» What to do:
1. In the conference abstract on new onset diabetes and medical therapy for benign prostatic hyperplasia, which two classes of medication does long-term medical management of BPH include?
2. Resume the conference abstract on new onset diabetes and medical therapy for benign prostatic hyperplasia, picking up right after its final sentence.

» Text segment:
• • • • • • •

POD-3 The association of new onset diabetes and medical therapy for benign prostatic hyperplasia
Saturday June 29, 2019 from 21:45 to 22:15
TBD
Presenter

Jeannette Johnstone, Canada

Resident

Department of Urology

Queen's Urology

Abstract

The association of new onset diabetes and medical therapy for benign prostatic hyperplasia

Jeannette Johnstone1, Avril J. Lusty3, D. Robert Siemens1,2, J. Curtis Nickel1, Mina Tohidi1, Marlo Whitehead2, Joan Tranmer1.

1Department of Urology, Queen's University, Kingston, ON, Canada; 2Department of Oncology, Queen's Urology, Kingston, ON, Canada; 3Department of Urology, University of Ottawa, Ottawa, ON, Canada

Introduction: Long-term medical management of benign prostatic hyperplasia (BPH) includes use of 5-alpha reductase inhibitors (5ARI) and alpha-blockers (AB).  Studies have demonstrated an increased risk of comorbidities, including cardiac failure and diabetes mellitus with use of these medications, raising safety concerns.  This study aims to determine the risk of developing diabetes with the use of AB and 5ARI in combination as well as monotherapy.

• • • • • • •

» Raw data:
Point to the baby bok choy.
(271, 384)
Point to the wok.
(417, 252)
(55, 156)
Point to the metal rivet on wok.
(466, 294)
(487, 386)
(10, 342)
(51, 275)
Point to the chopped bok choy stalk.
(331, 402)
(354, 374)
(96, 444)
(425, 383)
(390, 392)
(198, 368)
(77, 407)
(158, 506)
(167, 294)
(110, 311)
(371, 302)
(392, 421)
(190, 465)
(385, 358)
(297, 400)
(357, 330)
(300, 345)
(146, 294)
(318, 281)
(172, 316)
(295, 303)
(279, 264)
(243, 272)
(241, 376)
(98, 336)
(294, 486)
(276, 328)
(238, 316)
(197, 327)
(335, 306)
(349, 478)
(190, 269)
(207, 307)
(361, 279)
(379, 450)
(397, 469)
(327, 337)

• • • • • • •

» Numbered answers:
1. 5-alpha reductase inhibitors (5ARI) and alpha-blockers (AB).

2.
Methods: This population-based study used administrative databases to look at men over the age of 66 with a diagnosis of BPH between 2005 and 2015.  Men were categorized based on exposure to 5ARI or AB.  Primary outcome was new cardiac failure and new diagnosis of diabetes.   Variables examined included exposure time to medication, age, and comorbidities and logistic regression was used for statistical analysis.

Results: There was a total 129 223 men with a BPH diagnosis and no prior history of diabetes mellitus.  Of these, 6 390 were exposed to 5ARI, 39 592 exposed to AB, and 30 545 exposed to combination therapy.    There was a statistically significant association with new onset of diabetes mellitus with these medication regimens compared to no medication use.  Men treated with combination therapy of 5ARI and AB (OR 1.276; 95% CI 1.226-1.329), 5ARI monotherapy (OR 1.254; 95% CI 1.168-1.345), or AB monotherapy (OR 1.171; 95% CI 1.127-1.217) all showed increased association.  When calculating risk of new diagnosis of diabetes measured from start of therapy, AB had a decreased risk in comparison to 5ARI monotherapy (OR 0.887; 95% CI 0.816-0.966).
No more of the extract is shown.